### STATED EXERCISE
Count the lines in the data below that contain the word "embankment", and reply with the number alone.

Pointing entries for labeled objects
================================

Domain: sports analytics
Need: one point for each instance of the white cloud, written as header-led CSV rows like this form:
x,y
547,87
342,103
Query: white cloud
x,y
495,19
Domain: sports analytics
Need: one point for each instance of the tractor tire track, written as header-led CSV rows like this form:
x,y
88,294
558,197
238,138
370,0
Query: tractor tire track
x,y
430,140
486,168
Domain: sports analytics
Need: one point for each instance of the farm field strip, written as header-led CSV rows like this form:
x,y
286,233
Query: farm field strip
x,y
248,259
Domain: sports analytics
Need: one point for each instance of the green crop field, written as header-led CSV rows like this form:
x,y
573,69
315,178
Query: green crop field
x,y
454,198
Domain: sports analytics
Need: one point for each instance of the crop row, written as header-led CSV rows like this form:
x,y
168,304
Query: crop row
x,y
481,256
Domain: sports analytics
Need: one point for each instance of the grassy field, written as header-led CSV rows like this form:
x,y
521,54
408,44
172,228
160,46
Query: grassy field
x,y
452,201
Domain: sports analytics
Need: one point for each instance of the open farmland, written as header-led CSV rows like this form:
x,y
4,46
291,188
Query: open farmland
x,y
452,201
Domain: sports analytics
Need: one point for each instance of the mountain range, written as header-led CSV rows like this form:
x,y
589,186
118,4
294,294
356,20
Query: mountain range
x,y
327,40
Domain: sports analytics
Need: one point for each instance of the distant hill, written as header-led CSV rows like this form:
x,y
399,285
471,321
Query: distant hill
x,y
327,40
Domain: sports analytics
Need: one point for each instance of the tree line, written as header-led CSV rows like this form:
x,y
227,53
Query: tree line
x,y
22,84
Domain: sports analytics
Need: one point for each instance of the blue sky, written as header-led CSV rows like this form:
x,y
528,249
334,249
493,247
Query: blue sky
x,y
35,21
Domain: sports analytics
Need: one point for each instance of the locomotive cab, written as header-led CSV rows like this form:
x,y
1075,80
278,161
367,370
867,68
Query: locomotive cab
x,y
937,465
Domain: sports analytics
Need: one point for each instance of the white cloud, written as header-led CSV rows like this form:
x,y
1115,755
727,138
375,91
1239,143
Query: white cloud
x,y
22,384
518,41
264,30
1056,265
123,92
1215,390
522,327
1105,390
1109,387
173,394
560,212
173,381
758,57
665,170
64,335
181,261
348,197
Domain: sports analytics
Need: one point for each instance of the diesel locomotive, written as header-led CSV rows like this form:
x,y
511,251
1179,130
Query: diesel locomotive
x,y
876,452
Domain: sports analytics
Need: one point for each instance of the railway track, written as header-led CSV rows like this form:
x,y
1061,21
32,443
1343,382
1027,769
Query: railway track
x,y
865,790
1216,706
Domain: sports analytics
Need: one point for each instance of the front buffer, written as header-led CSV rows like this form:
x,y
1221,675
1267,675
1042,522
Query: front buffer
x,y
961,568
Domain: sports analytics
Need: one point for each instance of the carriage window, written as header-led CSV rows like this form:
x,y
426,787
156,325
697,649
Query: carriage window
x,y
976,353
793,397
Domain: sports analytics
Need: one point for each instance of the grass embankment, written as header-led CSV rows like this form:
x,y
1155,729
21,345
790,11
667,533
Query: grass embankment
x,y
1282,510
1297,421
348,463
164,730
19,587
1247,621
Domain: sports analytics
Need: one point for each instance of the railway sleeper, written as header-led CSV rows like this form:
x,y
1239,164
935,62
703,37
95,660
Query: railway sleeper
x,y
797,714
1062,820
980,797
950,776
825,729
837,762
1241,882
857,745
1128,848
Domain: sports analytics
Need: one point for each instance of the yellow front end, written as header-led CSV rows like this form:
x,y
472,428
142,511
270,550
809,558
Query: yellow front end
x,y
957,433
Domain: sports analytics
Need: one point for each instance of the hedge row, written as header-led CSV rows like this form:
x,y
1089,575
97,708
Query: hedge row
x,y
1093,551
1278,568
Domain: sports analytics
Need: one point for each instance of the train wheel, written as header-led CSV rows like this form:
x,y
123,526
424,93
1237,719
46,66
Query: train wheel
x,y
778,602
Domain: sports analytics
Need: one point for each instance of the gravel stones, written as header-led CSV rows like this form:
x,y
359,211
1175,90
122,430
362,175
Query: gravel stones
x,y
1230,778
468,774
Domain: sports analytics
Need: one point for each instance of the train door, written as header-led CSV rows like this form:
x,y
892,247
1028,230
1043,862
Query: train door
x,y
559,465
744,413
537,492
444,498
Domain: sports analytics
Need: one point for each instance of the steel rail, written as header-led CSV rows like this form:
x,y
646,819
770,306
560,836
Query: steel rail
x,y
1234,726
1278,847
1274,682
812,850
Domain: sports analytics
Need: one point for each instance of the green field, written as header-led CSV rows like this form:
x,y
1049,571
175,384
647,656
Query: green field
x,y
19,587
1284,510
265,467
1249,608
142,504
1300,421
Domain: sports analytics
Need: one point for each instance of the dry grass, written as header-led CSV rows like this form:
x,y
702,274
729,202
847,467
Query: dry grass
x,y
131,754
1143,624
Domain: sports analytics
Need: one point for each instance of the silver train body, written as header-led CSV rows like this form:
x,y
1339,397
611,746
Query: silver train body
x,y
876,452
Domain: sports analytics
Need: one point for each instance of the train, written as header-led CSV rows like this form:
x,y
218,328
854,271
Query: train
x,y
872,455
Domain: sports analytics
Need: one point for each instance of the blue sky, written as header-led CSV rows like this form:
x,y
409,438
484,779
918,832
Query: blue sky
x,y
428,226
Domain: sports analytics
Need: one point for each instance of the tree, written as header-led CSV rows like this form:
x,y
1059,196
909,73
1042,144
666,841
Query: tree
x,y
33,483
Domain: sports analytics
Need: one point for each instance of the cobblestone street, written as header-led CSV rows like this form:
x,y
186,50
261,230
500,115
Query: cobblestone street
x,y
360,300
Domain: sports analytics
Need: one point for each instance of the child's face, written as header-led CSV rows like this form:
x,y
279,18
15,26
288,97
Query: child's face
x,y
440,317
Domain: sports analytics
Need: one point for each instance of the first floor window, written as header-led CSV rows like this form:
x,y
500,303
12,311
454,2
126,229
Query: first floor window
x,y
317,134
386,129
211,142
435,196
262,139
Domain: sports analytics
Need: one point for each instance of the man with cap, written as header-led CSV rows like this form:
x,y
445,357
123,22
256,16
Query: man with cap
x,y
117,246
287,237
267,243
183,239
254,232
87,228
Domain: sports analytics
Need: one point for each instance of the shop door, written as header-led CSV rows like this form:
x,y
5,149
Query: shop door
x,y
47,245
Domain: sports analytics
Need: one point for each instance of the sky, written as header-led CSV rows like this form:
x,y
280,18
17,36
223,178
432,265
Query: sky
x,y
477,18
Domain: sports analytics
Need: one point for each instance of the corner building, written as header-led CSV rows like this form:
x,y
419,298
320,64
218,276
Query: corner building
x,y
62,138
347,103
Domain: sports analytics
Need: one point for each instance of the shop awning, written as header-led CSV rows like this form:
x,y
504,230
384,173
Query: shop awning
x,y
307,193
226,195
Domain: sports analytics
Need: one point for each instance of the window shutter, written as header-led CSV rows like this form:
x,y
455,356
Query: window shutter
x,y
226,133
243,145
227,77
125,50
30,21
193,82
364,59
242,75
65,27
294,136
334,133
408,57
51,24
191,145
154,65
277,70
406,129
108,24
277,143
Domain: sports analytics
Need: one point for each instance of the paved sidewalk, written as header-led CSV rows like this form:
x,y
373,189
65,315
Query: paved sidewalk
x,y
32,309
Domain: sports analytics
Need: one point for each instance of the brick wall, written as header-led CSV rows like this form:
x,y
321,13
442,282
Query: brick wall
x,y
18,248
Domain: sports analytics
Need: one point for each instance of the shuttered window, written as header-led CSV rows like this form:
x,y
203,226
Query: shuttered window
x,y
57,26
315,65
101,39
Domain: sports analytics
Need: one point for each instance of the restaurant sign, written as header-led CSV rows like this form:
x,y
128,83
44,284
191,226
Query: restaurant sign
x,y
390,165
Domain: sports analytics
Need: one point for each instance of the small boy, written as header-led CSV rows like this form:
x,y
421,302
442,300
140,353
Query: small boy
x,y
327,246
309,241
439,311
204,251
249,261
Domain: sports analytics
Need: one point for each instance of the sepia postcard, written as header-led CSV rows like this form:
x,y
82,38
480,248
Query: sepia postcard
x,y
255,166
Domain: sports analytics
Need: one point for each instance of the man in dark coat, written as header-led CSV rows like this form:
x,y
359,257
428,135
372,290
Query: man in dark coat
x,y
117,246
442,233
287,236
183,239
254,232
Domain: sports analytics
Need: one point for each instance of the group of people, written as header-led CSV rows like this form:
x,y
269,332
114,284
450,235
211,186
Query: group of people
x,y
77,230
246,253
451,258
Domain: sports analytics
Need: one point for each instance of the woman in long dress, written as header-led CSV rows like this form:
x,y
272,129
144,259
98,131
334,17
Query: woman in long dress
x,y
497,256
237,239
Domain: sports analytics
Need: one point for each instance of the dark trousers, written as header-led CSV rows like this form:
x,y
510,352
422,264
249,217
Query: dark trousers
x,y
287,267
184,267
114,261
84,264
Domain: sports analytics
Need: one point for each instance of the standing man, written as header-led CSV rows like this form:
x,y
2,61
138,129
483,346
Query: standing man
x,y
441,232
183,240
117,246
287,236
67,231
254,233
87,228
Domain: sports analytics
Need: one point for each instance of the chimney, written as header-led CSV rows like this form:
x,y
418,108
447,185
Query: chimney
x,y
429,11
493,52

================================

### FINISHED TASK
2